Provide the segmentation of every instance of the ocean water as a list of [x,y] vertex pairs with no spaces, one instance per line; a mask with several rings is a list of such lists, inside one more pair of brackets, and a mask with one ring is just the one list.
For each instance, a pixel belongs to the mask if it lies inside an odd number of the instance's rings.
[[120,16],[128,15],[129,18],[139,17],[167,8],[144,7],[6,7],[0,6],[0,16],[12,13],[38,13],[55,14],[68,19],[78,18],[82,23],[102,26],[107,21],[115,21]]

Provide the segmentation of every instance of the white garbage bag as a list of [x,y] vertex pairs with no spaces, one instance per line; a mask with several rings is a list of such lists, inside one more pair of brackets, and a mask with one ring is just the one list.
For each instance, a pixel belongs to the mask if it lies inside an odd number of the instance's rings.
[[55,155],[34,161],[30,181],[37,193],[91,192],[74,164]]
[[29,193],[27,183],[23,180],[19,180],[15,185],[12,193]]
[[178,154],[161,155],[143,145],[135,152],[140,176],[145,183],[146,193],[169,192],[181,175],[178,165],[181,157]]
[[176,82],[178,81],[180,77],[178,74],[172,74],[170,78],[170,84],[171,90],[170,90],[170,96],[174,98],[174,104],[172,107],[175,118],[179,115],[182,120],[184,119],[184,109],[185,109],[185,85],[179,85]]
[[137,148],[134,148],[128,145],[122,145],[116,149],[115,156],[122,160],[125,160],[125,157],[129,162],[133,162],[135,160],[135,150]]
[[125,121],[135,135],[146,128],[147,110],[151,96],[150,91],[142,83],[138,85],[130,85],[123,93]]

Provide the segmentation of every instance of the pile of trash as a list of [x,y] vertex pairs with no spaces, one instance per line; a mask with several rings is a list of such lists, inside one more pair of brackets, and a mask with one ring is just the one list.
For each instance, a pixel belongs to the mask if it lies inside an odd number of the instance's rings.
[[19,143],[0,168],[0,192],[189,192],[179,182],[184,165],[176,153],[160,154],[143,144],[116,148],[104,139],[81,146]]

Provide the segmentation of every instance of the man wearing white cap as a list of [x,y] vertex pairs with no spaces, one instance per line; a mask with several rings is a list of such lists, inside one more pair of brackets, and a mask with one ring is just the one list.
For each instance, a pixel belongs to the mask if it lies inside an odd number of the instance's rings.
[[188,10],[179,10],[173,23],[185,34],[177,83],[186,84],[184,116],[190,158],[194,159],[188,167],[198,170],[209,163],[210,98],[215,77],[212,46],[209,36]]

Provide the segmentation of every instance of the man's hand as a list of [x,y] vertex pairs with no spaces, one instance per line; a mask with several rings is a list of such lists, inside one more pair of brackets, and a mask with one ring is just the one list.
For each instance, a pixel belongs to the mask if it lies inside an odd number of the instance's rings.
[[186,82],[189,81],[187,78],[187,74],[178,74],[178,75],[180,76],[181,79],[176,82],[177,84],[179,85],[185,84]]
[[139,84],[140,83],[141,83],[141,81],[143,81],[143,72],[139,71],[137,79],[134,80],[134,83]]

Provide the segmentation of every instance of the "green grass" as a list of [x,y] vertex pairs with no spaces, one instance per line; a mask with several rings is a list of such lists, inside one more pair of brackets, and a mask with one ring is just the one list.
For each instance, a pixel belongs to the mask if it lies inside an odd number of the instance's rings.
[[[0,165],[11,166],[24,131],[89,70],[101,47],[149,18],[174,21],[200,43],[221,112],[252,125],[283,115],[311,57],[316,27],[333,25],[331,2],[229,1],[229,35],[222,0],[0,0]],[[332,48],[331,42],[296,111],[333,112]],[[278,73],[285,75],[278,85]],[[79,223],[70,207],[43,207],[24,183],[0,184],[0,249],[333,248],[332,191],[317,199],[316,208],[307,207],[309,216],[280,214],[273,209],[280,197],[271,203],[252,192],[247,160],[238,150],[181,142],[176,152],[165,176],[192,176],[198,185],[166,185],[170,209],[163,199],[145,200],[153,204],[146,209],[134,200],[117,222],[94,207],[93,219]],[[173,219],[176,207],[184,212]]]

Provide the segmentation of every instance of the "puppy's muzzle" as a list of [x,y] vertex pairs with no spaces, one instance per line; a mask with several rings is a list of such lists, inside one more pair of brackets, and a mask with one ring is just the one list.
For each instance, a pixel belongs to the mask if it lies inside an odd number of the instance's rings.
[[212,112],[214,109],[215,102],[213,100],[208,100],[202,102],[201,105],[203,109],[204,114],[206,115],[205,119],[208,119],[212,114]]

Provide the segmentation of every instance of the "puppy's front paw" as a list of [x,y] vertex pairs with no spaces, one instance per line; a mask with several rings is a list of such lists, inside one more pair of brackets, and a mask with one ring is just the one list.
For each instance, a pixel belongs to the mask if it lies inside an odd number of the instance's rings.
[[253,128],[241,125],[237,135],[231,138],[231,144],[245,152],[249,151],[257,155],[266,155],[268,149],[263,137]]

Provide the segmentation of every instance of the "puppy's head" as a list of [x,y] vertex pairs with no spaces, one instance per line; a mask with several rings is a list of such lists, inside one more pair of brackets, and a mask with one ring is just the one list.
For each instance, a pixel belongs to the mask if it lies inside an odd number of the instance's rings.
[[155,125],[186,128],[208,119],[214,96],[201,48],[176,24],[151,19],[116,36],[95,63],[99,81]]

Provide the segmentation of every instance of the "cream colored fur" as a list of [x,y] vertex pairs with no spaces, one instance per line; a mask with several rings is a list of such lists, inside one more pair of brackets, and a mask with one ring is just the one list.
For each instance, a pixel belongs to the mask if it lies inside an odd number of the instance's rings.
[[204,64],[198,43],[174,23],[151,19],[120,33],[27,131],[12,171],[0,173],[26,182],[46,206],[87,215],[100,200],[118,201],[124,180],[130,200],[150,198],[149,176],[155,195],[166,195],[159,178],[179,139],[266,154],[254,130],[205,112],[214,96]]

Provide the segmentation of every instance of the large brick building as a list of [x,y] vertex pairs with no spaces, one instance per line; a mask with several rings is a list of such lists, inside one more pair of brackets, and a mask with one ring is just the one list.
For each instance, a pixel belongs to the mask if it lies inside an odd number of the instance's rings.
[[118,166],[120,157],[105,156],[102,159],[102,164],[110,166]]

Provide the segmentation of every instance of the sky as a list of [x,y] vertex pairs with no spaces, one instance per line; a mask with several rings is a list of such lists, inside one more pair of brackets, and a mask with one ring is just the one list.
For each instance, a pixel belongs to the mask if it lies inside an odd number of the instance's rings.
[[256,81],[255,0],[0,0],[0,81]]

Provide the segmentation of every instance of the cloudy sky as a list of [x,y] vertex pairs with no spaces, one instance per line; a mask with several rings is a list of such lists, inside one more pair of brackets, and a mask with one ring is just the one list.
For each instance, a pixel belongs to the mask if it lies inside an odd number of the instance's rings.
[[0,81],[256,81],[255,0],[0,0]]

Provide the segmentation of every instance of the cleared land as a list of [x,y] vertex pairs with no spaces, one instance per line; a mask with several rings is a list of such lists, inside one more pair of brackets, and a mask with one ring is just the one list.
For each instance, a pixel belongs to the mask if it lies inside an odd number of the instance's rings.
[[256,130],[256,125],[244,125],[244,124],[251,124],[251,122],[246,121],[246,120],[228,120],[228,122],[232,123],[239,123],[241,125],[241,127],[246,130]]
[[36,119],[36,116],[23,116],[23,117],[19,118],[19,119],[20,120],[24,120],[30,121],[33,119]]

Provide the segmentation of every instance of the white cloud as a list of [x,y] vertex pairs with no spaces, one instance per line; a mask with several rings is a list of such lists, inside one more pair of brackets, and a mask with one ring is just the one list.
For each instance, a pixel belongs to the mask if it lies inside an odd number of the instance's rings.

◆ **Exercise brief**:
Reproduce the listing word for word, from the line containing "Provide the segmentation of every instance of the large" down through the line containing "[[118,166],[120,157],[105,156],[102,159],[102,164],[110,166]]", both of those lines included.

◆ **Full answer**:
Provide the segmentation of every instance of the large brick building as a list of [x,y] vertex pairs with no spaces, one instance per line; a mask with several rings is a list of such lists, inside one more pair of brackets, and a mask with one ring is just the one list.
For each instance, a pixel belongs to the mask if it lies inside an odd number of the instance's rings.
[[118,166],[120,157],[105,156],[102,159],[102,164],[110,166]]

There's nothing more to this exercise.